**Work to be completed**
Output every one of the following records word for word, without changing anything.

[Saved data entries]
----
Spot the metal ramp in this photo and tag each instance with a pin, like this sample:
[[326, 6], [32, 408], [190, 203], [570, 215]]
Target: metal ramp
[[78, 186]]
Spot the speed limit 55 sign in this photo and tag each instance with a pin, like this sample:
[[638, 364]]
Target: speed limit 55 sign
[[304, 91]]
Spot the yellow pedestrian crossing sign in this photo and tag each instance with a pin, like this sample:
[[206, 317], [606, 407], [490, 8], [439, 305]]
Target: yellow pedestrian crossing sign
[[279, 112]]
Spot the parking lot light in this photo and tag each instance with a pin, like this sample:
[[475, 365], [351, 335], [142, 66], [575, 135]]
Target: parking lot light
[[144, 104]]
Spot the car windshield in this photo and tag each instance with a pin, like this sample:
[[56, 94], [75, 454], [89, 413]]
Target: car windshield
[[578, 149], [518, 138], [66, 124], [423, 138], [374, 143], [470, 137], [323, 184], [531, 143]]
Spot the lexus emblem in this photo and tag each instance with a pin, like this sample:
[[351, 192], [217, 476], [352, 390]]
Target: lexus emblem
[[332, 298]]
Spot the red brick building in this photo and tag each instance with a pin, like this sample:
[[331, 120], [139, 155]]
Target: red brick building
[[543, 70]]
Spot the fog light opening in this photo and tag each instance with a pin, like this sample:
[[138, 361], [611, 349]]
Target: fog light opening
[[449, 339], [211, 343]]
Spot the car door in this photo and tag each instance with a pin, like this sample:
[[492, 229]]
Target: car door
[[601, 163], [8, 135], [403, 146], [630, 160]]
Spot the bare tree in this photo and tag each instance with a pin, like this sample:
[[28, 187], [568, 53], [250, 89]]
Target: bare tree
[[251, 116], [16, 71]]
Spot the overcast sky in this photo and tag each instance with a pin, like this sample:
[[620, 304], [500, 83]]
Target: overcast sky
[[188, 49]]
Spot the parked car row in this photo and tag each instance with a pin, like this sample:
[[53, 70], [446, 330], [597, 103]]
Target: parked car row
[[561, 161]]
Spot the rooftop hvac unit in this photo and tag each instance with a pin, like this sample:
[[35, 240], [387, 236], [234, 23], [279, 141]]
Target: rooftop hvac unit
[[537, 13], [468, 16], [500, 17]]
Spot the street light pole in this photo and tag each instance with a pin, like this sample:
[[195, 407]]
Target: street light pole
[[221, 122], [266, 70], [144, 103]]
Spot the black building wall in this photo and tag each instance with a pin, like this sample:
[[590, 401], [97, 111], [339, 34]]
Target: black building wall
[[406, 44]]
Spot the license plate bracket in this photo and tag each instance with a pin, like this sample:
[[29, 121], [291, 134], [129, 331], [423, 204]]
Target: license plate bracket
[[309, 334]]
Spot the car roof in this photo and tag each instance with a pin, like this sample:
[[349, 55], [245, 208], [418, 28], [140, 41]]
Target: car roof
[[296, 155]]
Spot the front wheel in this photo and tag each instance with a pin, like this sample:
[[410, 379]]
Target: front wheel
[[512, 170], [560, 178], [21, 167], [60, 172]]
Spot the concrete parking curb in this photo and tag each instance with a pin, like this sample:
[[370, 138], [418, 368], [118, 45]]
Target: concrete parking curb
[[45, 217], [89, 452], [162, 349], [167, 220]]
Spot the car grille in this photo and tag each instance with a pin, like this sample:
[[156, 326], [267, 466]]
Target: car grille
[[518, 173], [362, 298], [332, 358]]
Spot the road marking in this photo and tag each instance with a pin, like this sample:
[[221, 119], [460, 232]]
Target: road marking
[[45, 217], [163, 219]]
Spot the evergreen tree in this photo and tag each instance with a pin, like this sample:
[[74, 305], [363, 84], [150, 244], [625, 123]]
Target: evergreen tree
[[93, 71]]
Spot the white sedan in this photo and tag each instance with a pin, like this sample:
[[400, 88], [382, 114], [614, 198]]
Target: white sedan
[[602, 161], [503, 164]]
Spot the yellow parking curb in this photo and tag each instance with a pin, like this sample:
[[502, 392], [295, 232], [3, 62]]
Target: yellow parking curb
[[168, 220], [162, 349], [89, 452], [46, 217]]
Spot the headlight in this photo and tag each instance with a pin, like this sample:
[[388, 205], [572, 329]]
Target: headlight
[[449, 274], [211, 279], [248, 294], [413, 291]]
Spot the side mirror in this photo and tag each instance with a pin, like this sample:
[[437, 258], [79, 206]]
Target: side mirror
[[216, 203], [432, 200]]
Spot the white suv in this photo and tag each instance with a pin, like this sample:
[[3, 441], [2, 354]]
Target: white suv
----
**Task result**
Spot the metal ramp in this photo and tag each instance with a pin, like this sample:
[[326, 6], [32, 408], [190, 203], [570, 215]]
Target: metal ramp
[[78, 186]]
Spot the speed limit 55 sign in this photo and tag each instance with a pin, like this sample:
[[638, 364]]
Target: speed limit 55 sign
[[304, 91]]
Spot the yellow pedestrian crossing sign in this photo and tag each instance with a pin, like this sample:
[[206, 317], [606, 407], [490, 8], [439, 305]]
Target: yellow pedestrian crossing sign
[[279, 112]]
Spot the parking lot light in this photo and tag each instance with a pin, like this sample:
[[475, 365], [351, 335], [142, 66], [575, 135]]
Target: parking lot light
[[144, 104]]
Spot the car windshield in this photo and tag each instance with a pin, like this sample:
[[56, 94], [75, 454], [89, 413]]
Target: car windshield
[[578, 149], [518, 138], [66, 124], [423, 138], [374, 143], [470, 137], [323, 184], [531, 143]]
Spot the lexus emblem in this photo and tag each instance with a pin, like this sample:
[[351, 192], [217, 476], [352, 390]]
Target: lexus emblem
[[332, 298]]
Spot the red brick building in this photo and tag each instance with a pin, like this sample:
[[331, 120], [139, 155]]
Target: red brick building
[[543, 70]]
Spot the fog light opening in this photo and tag each instance with a pin, like this sample:
[[138, 361], [611, 349]]
Target: fog light opening
[[449, 339], [211, 343]]
Spot the car door in this photo and tag each instance with a pin, like this sample:
[[492, 229]]
Target: car door
[[601, 163], [8, 135], [403, 146], [630, 160]]
Spot the bare tree in this photo and tag each instance with a pin, like this sample:
[[28, 187], [568, 53], [250, 89]]
Target: bare tree
[[251, 116], [16, 71]]
Spot the overcast sky in this photo and tag each instance with a pin, like this sample:
[[620, 304], [500, 83]]
Target: overcast sky
[[188, 49]]
Spot the parked car row in this photo and tag each instance with a pin, like this sample:
[[53, 70], [446, 330], [597, 103]]
Target: parked car row
[[561, 161]]
Spot the rooftop hvac unit in this photo and tag each instance with a pin, like this sample:
[[35, 240], [387, 236], [234, 23], [279, 141]]
Target: rooftop hvac unit
[[537, 13], [468, 16], [500, 17]]
Spot the street light pole in this photo and tag each instance with a pin, like this sample:
[[195, 407]]
Target: street light pole
[[221, 122], [266, 70], [144, 103]]
Spot the black building wall in this photo and tag each instance with a pin, like this sample:
[[590, 401], [97, 111], [339, 34]]
Target: black building wall
[[406, 44]]
Spot the license plate bracket in this photo and tag each instance with a pin, like this sample:
[[29, 121], [291, 134], [129, 331], [423, 204]]
Target: license plate bracket
[[309, 334]]
Spot the car roof in this photo and tag each instance with a pin, like this sample:
[[349, 55], [245, 208], [418, 28], [140, 41]]
Target: car roof
[[296, 155]]
Spot the front wheel in this photo and tag each instance with a pin, like this sample:
[[410, 379]]
Target: front wheel
[[512, 170], [560, 178], [21, 167], [60, 172]]
Spot the concrete parking curb in this photo and tag each instance with a pin, like this sample:
[[370, 138], [418, 368], [118, 45]]
Target: concrete parking curb
[[45, 217], [89, 452], [162, 349], [167, 220]]
Spot the car grille in this photo and tag each instance with a pin, like this sample:
[[156, 326], [267, 466]]
Target: car grille
[[518, 173], [362, 298], [332, 358]]
Spot the road marking in this photo and tag each instance with a pin, like this sample:
[[221, 119], [460, 232]]
Target: road marking
[[45, 217], [163, 219]]
Spot the evergreen tree in this photo and tag each instance with a pin, like this sample:
[[74, 305], [363, 84], [150, 244], [625, 123]]
Target: evergreen tree
[[93, 71]]
Spot the white sedan in this photo and tag each instance with a pin, like this sample:
[[400, 88], [382, 114], [614, 198]]
Target: white sedan
[[602, 161], [503, 164]]
Spot the yellow parking curb in this photo and tag each instance with a pin, like this sample:
[[502, 392], [295, 232], [3, 62]]
Target: yellow parking curb
[[168, 220], [162, 349], [89, 452], [46, 217]]
Spot the headlight in this photo and tag each instance with a pin, like this sample:
[[388, 205], [572, 329]]
Target: headlight
[[449, 274], [211, 279], [248, 294], [413, 291]]
Spot the side mirror in this photo and tag each instance with a pin, like this sample:
[[437, 258], [79, 206]]
Target: side mirror
[[216, 203], [432, 200]]
Spot the white suv in this photo and tag each instance with a pin, like this sample:
[[3, 441], [2, 354]]
Target: white suv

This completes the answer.